Report every line below that contains the string "hand", copying each such line in full. Case counts when matching.

[start]

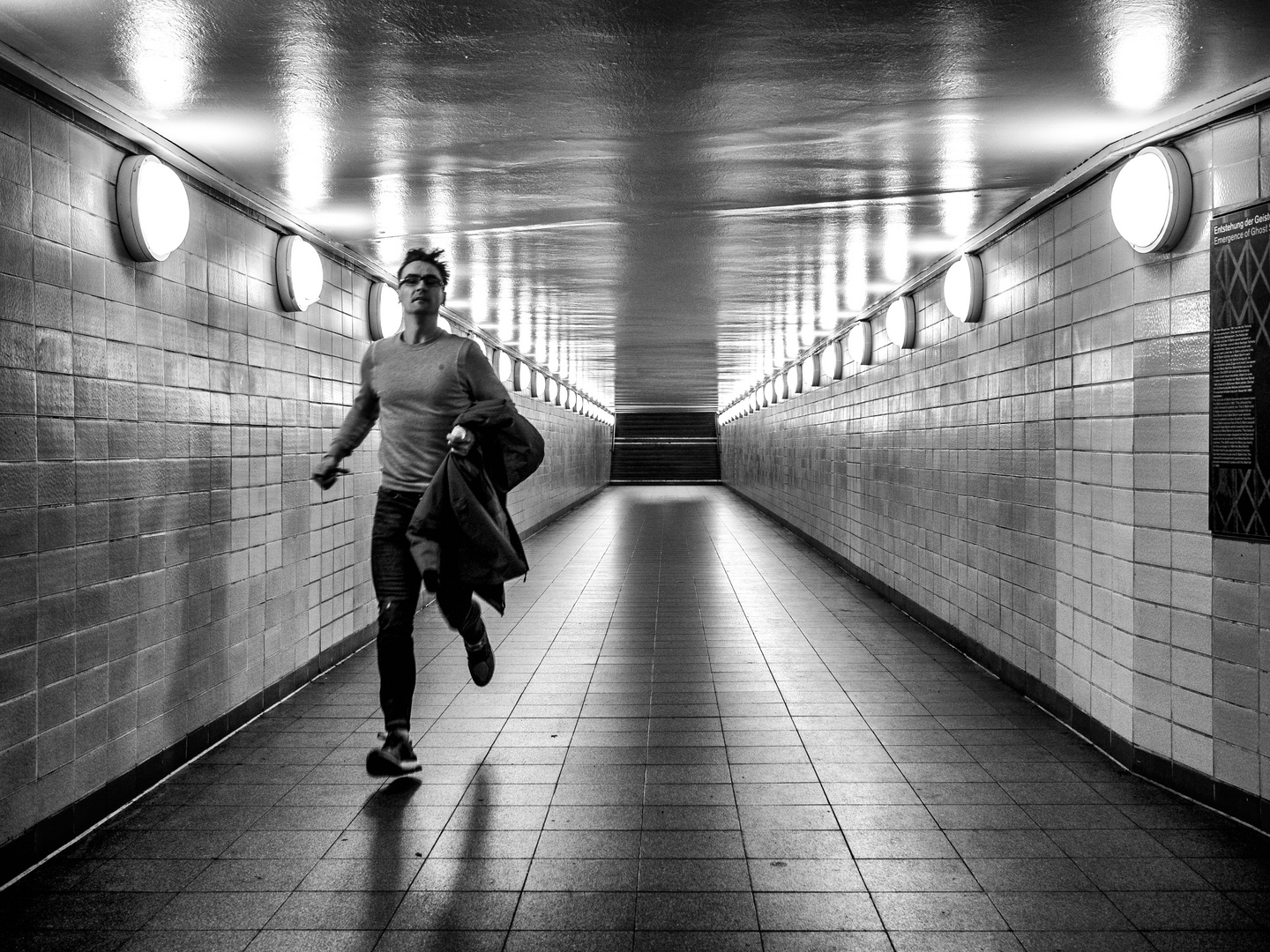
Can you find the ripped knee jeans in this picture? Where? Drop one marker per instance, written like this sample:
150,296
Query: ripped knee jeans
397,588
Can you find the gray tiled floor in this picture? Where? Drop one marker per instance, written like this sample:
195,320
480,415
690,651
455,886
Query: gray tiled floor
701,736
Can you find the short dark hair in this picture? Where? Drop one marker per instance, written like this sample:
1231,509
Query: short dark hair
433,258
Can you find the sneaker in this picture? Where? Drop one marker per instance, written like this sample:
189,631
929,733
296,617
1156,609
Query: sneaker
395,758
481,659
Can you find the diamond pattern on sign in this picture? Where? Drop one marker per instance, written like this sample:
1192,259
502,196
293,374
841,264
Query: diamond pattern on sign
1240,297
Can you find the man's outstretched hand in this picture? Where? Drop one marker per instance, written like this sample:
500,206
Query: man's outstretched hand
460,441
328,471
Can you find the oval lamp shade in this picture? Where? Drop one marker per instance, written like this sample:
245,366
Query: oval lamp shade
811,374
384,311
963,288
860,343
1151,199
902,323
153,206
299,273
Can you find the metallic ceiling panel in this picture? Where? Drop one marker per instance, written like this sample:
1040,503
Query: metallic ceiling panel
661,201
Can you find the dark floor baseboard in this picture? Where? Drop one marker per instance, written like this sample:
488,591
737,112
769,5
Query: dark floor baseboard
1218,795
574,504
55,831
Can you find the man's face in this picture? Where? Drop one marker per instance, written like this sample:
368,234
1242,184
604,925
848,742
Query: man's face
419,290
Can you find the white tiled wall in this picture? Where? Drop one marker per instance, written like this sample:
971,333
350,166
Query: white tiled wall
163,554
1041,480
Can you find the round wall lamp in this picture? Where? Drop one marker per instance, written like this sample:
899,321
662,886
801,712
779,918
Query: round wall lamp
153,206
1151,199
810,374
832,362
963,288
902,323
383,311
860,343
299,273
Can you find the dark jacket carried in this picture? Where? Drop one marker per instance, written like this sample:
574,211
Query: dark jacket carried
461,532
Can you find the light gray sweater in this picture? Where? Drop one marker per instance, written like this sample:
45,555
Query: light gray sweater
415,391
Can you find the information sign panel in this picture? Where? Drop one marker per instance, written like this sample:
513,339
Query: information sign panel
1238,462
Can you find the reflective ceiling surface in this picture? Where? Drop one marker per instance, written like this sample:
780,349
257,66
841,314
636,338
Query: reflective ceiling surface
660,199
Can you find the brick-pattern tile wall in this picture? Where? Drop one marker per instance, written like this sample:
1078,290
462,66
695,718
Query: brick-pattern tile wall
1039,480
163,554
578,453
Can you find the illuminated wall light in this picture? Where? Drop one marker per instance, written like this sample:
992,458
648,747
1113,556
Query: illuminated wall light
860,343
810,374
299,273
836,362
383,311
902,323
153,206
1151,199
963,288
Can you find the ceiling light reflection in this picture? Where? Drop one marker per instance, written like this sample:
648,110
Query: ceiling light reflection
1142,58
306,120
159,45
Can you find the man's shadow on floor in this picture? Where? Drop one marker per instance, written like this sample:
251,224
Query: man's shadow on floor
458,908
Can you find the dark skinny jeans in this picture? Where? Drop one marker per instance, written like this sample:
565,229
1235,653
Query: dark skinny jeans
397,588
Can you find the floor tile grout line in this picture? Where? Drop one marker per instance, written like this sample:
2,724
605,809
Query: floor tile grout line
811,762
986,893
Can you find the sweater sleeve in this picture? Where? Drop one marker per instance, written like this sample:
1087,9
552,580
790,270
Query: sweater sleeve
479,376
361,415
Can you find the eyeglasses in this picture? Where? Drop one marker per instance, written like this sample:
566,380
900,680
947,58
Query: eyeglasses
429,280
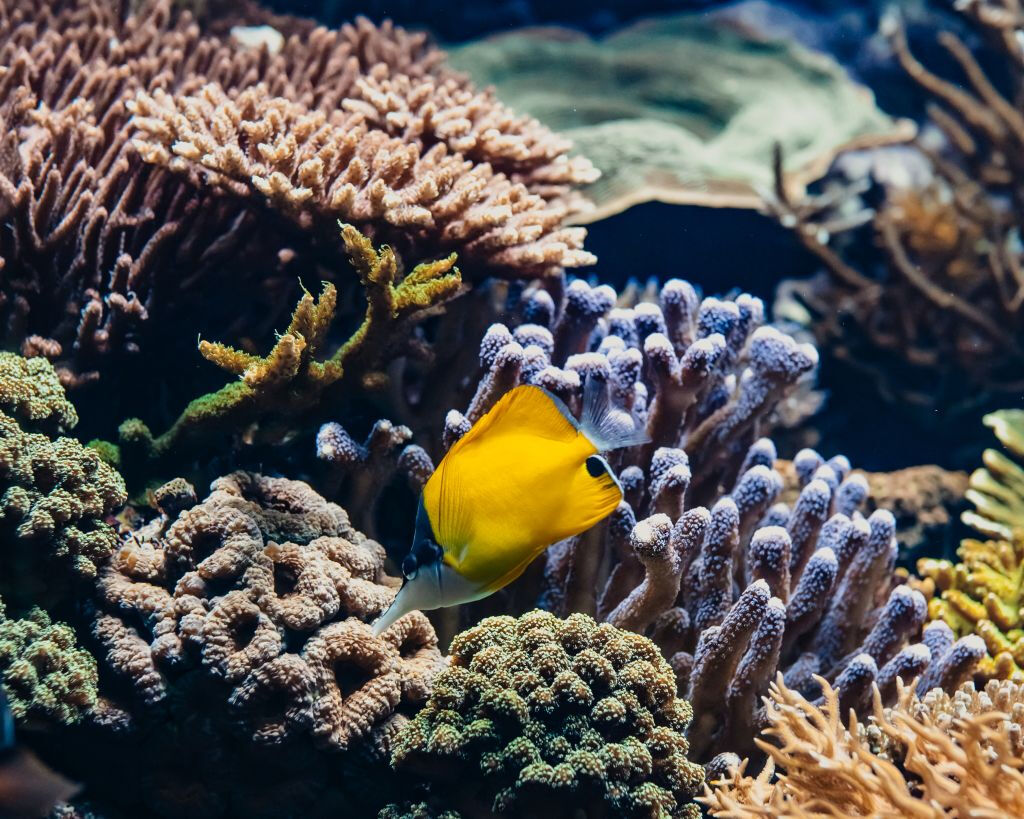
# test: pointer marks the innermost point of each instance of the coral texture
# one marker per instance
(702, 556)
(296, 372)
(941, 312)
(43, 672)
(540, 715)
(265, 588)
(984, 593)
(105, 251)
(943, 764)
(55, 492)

[end]
[start]

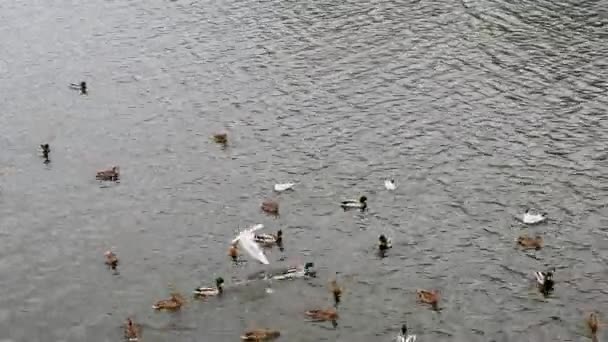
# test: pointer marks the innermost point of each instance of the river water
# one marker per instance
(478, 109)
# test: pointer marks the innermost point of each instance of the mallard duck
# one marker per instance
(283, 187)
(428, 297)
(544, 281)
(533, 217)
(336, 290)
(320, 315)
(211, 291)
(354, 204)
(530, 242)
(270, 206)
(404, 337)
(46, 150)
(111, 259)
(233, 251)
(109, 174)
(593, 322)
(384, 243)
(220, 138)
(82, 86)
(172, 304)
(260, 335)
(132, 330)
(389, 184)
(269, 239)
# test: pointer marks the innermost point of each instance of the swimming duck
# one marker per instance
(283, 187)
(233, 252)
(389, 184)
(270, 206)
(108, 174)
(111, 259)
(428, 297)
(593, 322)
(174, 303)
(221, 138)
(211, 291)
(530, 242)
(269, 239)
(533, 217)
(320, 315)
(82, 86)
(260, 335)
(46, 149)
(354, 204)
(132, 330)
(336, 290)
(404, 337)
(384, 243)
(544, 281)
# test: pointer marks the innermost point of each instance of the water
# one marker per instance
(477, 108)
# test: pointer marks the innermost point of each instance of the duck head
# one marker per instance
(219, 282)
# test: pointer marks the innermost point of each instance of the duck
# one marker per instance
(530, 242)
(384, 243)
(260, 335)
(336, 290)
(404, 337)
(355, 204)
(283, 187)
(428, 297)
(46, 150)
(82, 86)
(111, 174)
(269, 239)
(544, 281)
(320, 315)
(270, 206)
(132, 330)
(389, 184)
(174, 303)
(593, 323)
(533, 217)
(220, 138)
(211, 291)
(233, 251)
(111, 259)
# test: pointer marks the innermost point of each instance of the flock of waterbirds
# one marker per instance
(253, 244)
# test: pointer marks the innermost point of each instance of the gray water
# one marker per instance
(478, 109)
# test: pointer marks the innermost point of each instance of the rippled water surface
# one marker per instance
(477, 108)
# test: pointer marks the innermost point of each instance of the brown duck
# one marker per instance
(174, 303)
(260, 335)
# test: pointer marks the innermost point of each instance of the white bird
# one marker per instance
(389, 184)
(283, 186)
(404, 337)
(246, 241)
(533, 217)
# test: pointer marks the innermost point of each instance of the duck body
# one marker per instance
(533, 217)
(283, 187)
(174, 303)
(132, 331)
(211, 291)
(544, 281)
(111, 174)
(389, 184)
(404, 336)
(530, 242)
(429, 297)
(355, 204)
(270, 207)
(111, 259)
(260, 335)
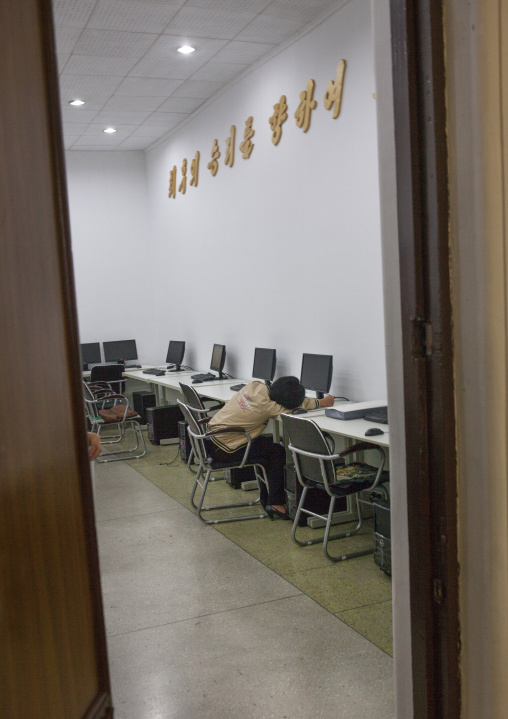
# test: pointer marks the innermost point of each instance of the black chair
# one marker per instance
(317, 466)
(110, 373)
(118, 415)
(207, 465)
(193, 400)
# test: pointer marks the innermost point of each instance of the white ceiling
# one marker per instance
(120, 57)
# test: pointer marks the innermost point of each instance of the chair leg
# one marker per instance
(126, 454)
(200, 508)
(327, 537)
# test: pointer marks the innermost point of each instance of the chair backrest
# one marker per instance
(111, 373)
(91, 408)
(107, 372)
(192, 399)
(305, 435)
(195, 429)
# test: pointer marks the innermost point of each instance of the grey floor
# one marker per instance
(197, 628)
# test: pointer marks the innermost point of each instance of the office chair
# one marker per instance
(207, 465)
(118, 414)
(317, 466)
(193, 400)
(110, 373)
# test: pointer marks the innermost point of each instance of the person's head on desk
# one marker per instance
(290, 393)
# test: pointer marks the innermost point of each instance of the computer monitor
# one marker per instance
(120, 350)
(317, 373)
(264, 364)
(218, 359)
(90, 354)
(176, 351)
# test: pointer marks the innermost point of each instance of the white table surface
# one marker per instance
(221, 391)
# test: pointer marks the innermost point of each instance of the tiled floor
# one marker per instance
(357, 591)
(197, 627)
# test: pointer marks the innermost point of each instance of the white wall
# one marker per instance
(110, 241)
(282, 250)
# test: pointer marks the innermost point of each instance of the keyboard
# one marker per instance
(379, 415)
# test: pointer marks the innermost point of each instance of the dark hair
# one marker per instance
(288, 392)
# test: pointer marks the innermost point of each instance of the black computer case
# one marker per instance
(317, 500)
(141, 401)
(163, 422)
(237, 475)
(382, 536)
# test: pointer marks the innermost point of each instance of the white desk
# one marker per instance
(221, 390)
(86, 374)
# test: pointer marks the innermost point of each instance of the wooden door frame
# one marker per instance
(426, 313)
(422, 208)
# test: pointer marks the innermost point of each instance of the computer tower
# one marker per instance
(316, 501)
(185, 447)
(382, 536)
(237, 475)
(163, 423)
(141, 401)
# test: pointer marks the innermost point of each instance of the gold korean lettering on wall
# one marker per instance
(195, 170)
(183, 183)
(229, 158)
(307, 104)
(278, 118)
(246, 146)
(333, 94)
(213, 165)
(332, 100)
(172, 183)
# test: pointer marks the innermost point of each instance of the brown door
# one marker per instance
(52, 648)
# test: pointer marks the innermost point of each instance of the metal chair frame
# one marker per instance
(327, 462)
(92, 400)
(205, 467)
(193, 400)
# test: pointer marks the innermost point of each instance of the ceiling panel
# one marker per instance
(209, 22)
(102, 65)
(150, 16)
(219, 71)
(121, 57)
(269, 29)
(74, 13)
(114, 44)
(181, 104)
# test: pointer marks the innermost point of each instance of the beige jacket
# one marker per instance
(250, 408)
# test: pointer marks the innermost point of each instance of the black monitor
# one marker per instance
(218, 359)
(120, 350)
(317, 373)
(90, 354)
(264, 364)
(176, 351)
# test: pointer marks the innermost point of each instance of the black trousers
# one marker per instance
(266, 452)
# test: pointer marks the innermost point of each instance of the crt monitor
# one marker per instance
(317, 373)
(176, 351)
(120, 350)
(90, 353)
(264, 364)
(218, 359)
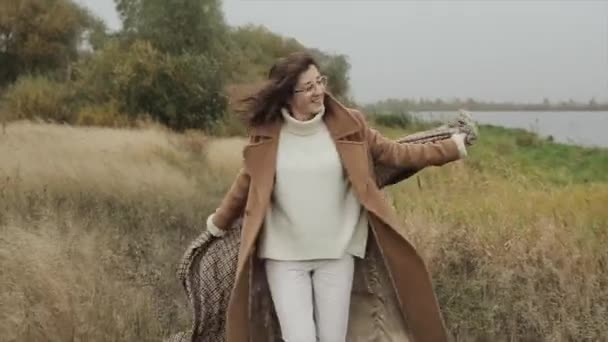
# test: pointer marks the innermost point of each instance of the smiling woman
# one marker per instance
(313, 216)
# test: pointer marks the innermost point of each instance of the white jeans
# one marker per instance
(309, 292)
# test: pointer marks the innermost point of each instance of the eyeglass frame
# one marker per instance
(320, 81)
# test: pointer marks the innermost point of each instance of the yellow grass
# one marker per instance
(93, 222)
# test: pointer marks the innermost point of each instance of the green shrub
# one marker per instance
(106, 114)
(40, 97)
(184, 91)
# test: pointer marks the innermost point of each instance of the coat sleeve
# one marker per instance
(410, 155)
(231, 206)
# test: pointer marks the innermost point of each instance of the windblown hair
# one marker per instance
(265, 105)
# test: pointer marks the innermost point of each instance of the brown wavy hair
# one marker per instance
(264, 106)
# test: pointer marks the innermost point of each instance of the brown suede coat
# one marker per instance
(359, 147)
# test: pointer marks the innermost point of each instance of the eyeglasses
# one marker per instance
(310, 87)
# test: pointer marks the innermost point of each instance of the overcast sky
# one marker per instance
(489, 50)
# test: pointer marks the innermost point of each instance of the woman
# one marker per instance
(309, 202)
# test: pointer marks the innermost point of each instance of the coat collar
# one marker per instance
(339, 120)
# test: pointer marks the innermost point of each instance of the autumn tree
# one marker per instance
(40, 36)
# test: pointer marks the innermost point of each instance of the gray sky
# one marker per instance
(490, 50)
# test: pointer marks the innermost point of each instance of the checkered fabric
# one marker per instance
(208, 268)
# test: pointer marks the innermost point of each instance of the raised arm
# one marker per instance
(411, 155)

[end]

Task result:
Can you find the man's outstretched hand in this picture? Where? Drop one marker per instance, written like this sample:
Query: man's outstretched hand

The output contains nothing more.